Written exercise -
Extract all of the entries and give them again, word for word.
— start of Raw data —
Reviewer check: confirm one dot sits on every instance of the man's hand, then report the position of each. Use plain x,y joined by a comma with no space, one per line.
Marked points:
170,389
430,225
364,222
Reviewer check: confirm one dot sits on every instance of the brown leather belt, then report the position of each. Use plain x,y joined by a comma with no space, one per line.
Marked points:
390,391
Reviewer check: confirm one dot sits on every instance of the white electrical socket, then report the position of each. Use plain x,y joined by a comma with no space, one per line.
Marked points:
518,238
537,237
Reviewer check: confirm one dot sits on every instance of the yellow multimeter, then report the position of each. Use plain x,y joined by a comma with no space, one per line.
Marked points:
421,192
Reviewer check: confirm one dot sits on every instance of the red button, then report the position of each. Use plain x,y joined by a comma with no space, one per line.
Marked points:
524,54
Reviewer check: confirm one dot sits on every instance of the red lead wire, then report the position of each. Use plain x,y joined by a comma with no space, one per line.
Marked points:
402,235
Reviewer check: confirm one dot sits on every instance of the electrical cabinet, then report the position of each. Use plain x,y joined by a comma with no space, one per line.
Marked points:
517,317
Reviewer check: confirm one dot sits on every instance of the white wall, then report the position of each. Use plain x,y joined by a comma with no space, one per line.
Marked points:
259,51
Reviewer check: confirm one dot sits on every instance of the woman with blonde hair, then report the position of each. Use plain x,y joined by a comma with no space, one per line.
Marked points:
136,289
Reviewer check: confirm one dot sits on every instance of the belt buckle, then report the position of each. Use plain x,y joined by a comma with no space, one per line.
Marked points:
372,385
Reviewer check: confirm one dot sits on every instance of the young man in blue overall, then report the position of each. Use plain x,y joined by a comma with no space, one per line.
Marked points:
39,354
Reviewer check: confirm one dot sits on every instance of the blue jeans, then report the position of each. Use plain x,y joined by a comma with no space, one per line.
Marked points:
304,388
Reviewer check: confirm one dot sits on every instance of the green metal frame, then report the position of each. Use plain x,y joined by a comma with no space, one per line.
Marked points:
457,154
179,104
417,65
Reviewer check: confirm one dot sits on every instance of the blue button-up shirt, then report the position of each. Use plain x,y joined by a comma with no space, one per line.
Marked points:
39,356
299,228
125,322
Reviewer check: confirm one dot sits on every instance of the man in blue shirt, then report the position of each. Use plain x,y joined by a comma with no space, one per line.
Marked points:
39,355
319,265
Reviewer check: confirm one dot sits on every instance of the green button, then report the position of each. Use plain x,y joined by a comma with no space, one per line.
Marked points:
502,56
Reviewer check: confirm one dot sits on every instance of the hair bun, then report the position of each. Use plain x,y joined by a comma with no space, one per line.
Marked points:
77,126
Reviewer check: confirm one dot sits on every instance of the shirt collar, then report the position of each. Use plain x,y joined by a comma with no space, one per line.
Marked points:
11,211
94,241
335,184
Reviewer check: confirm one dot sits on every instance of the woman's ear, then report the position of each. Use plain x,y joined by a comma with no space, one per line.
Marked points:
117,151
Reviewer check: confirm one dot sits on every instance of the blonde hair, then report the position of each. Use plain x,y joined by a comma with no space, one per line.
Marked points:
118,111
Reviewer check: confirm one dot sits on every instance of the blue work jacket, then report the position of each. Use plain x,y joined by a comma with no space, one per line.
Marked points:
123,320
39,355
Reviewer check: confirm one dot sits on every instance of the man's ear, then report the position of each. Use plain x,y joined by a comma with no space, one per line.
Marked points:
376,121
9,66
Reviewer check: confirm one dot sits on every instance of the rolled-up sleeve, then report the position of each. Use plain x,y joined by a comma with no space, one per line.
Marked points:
— end of Raw data —
Reply to the task -
Reviewer check: confirm one dot sits on every instance of the man's hand, then report the position of each. Use plain x,y joined by a comma with no space, one per line.
Marked points:
170,389
430,225
364,222
Reviewer check: confirm one dot sits on every instance of the brown leather belt, then report the position of each. Use plain x,y joined by a comma with no space, one per line.
Marked points:
390,391
Reviewer check: confirm one dot sits on every instance of the white electrical socket, then report the position of each. Use plain x,y joined by a comma with no space, one per line.
Marked points:
518,238
537,237
Reviewer check: confirm one dot sits on every instance of the yellow multimeter, then report the position of each. Use plain x,y joined by a comma with no space, one per line.
Marked points:
421,192
Reviewer check: confirm one dot sits on every instance of the red button, then report the position of each. Use plain x,y joined by a comma with no space, one per line.
Marked points:
524,54
Reviewer check: confirm one dot sits on every instance of the red lead wire, then report the position of each. Use plain x,y joined by a comma with no space, one per line.
Marked points:
402,235
Reviewer check: confirm one dot sits on every instance of the electrical cabinet, then report the position of each. Use plain x,y joined by a comma with no space, one per line.
Marked points:
517,317
Reviewer check: confirm one dot sits on every instance of the white wall, then report the position of each. Use plain x,y joined by a comma with no space, one per line.
Marked points:
259,51
Reviewer check: confirm one dot sits on every instance of the woman with blonde hair, then report the position of each. Use plain x,y joined by a comma with no space, one per line.
Marked points:
136,289
Reviewer check: confirm one dot sits on every instance of the belt buckle, then report the position of each. Use plain x,y joined by a comma with no space, one per line.
Marked points:
372,385
Reviewer check: confirm one dot sits on every instance of the young man in blue overall, then report the position of each. Use plain x,y joined by a comma with no space, one per line.
Marked points:
39,354
Reviewer check: confirm one dot sits on every instance of the blue jeans, then report the position of each. Use plain x,y joined by a comma with no space, one per line.
Marked points:
304,388
Reviewer check: confirm one dot sits on every instance of the green metal frame, then report the position of each. Use plain x,y joined by a comma with no space, one per line.
Marked points:
457,154
179,104
417,65
Reviewer check: confirm one dot sits on every instance of the blue button-up shirt, then report the position of each. Use plain x,y joined by a comma with no space, one per line.
Marked points:
39,356
299,228
125,322
Reviewer check: confirm one dot sits on every instance of the man in blue shirt, then report the position of each. Use plain x,y joined by a comma with no space, one per line.
Marked points:
39,355
319,265
Reviewer check: confirm one dot sits on every instance of the green button, then report the position of each. Use plain x,y joined by a comma with no space, one per line.
Marked points:
502,56
Reviewer check: confirm one dot sits on every instance of the hair bun, then report the position of each. Use plain x,y joined by a comma with no space, one per line.
Marked points:
77,126
Reviewer check: confirm one dot sits on every instance of the shirt collar, then report the position of each. Use plain x,y joined by a comma with no space, one per line.
Marked points:
11,211
94,241
335,184
Reviewer check: confirm one dot sits on every instance of the woman's ear, then report the position of each. Use plain x,y joined by a comma with no space, one per line.
Marked points:
117,151
Reviewer check: confirm one dot sits on every instance of the blonde hair, then report the position of each. Use plain x,y joined by a comma with no space, one per line.
Marked points:
118,111
Reviewer check: confirm one dot sits on every instance of the blue work jacket, then report the position of each. Use plain x,y joined by a comma with no space, one per line.
Marked points:
123,320
39,355
Reviewer check: confirm one dot sits on every instance of the man's ear, then report the position of each. Use plain x,y joined by a comma with no space, one per line.
Marked points:
376,121
9,66
Reviewer check: confirm one dot sits on every instance of the rolled-up sleeve, then report the position of each. Use plain x,y joined by a comma with no space, one per line.
Marked points:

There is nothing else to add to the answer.